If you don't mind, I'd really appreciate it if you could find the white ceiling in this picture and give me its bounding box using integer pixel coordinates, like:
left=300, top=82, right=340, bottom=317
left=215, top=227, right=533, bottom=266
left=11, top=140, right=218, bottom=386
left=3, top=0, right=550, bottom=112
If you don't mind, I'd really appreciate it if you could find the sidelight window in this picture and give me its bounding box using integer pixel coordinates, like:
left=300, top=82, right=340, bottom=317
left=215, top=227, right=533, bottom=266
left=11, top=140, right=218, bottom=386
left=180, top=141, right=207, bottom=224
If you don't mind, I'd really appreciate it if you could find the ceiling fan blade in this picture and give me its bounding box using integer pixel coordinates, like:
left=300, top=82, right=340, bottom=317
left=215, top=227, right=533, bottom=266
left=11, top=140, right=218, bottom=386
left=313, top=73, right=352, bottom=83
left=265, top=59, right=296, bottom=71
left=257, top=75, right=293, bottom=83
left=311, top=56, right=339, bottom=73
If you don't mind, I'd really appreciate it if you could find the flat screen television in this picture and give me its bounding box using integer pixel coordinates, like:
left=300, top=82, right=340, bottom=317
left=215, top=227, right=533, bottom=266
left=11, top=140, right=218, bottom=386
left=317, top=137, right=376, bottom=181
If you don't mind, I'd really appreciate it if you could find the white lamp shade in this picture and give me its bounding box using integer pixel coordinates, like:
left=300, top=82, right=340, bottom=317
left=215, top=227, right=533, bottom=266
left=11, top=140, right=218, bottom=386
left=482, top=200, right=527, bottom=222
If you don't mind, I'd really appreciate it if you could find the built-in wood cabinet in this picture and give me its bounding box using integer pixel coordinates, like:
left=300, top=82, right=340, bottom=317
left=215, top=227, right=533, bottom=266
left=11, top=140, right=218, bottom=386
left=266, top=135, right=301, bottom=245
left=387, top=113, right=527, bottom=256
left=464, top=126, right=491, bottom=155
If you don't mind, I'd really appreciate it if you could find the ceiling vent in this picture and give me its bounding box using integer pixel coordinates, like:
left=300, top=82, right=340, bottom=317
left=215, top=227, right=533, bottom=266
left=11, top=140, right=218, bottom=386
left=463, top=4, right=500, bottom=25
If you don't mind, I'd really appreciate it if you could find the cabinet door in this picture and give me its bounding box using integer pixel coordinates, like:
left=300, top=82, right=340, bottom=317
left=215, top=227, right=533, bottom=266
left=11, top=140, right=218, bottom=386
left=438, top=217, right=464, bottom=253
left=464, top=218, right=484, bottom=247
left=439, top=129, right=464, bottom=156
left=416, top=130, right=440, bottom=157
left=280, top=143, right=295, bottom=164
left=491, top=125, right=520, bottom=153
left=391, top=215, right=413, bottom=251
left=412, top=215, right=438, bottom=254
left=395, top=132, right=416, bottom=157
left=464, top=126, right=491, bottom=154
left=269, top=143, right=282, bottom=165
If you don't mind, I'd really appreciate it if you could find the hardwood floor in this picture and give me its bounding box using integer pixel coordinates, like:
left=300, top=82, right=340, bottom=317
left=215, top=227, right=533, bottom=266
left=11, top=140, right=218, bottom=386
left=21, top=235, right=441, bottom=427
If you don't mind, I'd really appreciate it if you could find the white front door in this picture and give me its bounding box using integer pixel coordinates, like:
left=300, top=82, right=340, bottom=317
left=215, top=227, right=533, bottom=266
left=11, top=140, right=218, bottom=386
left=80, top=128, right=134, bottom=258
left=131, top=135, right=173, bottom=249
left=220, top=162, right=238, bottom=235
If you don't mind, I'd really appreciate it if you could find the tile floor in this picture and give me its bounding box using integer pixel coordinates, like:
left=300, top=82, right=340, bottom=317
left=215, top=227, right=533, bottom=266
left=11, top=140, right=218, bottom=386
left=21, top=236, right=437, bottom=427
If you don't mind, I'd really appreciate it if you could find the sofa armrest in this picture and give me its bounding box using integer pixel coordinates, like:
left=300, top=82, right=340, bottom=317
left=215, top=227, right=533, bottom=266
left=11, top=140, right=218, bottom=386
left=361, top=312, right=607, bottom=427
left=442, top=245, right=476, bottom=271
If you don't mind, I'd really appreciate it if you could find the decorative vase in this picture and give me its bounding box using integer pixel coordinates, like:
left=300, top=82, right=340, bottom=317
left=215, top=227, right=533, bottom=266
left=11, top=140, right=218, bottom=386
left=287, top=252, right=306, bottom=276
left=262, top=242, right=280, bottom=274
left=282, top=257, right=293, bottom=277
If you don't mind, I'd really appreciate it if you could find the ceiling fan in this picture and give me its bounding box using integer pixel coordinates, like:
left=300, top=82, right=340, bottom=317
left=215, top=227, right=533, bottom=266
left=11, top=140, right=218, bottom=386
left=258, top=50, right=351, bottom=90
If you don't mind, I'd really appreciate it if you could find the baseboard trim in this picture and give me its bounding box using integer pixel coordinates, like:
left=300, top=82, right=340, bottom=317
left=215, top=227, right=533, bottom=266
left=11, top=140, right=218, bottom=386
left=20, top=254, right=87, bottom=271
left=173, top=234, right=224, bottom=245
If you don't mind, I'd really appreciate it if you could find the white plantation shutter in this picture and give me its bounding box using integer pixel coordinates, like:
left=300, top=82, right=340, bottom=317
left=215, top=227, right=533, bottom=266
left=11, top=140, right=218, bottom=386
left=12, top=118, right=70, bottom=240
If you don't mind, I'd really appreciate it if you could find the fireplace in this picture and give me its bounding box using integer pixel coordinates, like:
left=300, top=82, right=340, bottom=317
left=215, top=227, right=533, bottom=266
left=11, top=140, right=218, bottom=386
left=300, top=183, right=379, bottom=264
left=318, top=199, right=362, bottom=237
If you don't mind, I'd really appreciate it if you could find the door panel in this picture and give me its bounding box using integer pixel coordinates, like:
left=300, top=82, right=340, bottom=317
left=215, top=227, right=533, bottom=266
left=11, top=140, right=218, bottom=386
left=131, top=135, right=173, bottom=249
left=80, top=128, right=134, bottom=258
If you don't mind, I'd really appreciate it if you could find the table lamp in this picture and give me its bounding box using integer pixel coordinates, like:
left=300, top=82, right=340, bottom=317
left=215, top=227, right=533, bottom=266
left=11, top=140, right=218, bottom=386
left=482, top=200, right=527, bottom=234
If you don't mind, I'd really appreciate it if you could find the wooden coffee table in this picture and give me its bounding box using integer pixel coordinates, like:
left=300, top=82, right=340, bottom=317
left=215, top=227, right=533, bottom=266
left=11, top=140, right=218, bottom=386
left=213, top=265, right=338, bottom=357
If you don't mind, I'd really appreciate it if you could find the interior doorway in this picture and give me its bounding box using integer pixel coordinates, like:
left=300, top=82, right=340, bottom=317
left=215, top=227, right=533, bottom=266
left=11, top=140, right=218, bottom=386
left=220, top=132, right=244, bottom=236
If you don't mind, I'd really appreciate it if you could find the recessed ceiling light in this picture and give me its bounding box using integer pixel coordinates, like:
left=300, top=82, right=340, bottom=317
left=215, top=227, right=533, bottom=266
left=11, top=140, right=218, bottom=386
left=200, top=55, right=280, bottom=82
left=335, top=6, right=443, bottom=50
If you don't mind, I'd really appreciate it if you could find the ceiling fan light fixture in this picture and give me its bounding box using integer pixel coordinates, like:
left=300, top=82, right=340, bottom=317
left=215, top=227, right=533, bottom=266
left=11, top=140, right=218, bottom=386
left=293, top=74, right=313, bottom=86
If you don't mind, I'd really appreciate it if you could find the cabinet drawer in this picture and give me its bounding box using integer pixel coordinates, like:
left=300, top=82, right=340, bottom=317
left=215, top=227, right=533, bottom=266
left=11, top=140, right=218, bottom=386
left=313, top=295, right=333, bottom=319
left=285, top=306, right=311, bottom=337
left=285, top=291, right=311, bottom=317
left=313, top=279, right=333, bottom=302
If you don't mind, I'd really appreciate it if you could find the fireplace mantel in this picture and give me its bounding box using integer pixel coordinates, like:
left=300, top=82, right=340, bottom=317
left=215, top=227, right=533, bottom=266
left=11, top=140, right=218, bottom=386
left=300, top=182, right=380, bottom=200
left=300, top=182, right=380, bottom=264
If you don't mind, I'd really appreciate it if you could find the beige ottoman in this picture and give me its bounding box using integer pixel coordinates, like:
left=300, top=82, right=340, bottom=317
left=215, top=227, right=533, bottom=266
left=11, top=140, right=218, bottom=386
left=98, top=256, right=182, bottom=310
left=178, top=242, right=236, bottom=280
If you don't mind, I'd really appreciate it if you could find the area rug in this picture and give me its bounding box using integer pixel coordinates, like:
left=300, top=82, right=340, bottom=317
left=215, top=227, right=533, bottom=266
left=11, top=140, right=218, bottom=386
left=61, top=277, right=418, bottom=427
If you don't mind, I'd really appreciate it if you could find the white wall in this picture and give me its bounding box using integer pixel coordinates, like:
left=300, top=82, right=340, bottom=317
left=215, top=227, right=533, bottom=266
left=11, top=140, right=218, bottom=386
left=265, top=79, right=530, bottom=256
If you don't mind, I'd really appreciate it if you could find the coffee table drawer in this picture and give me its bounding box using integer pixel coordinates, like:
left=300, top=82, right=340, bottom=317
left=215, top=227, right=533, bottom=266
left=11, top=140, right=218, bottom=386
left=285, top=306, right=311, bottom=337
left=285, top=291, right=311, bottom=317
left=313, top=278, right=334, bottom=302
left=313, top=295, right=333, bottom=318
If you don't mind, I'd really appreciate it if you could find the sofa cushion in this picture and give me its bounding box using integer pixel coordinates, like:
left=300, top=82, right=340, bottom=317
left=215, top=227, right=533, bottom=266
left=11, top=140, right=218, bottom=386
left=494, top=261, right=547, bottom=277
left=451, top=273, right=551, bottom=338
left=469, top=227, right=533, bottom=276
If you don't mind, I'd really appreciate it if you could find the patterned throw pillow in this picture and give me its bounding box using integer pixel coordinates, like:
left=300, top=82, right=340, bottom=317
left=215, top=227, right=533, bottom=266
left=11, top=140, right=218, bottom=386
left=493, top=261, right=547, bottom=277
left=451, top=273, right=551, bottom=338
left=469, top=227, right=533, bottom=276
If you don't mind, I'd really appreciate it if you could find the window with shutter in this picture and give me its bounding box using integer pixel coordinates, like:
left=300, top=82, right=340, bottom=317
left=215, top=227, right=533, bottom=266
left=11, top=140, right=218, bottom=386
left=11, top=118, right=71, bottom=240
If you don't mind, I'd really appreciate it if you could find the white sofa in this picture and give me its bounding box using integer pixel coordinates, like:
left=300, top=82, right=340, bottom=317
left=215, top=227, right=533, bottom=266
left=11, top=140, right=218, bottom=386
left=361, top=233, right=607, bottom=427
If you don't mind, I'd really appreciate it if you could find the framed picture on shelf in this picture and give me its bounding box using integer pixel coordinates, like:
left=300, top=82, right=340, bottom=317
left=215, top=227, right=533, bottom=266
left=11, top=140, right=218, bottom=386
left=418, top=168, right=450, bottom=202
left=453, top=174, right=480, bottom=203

AIM
Can you reproduce, word for word, the lines of the items above from the line with "find the area" to the line with "left=61, top=277, right=418, bottom=427", both of those lines included?

REPLY
If you don't mind, I'd really appreciate it if you could find the area rug in this picture and give me its bounding box using integer pixel coordinates, like:
left=300, top=82, right=340, bottom=317
left=215, top=227, right=533, bottom=266
left=11, top=140, right=218, bottom=386
left=61, top=277, right=418, bottom=427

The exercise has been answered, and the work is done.